▶ **GOAL OF THE EXERCISE**
Convert each line of the records below into a Markdown table with two columns, Row and Line Text, giving every line its own numbered row and skipping any blank lines.

▶ **RECORD SET**
⟨

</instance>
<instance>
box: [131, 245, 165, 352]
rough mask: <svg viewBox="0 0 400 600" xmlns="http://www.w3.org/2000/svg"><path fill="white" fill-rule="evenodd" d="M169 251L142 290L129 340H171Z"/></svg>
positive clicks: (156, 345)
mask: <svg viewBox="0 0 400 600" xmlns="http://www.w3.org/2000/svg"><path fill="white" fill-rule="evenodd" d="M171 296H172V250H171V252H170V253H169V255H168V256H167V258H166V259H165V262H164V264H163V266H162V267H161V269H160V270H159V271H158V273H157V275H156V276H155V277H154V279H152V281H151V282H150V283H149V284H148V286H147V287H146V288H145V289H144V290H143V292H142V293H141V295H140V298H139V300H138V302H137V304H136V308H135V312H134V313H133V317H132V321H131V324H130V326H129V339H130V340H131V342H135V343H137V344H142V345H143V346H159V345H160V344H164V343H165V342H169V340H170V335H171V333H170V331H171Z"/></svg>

⟩

▶ **SOLUTION TO THE EXERCISE**
| Row | Line Text |
|---|---|
| 1 | </instance> |
| 2 | <instance> |
| 3 | box: [131, 245, 165, 352] |
| 4 | rough mask: <svg viewBox="0 0 400 600" xmlns="http://www.w3.org/2000/svg"><path fill="white" fill-rule="evenodd" d="M169 251L142 290L129 340H171Z"/></svg> |
| 5 | positive clicks: (156, 345) |
| 6 | mask: <svg viewBox="0 0 400 600" xmlns="http://www.w3.org/2000/svg"><path fill="white" fill-rule="evenodd" d="M171 296H172V250H171V252H170V253H169V255H168V256H167V258H166V259H165V262H164V264H163V266H162V267H161V269H160V270H159V271H158V273H157V275H156V276H155V277H154V279H152V281H151V282H150V283H149V284H148V286H147V287H146V288H145V289H144V290H143V292H142V293H141V295H140V298H139V300H138V302H137V304H136V308H135V312H134V313H133V317H132V321H131V324H130V326H129V339H130V340H131V342H135V343H137V344H142V345H143V346H159V345H160V344H164V343H165V342H169V340H170V335H171V333H170V331H171Z"/></svg> |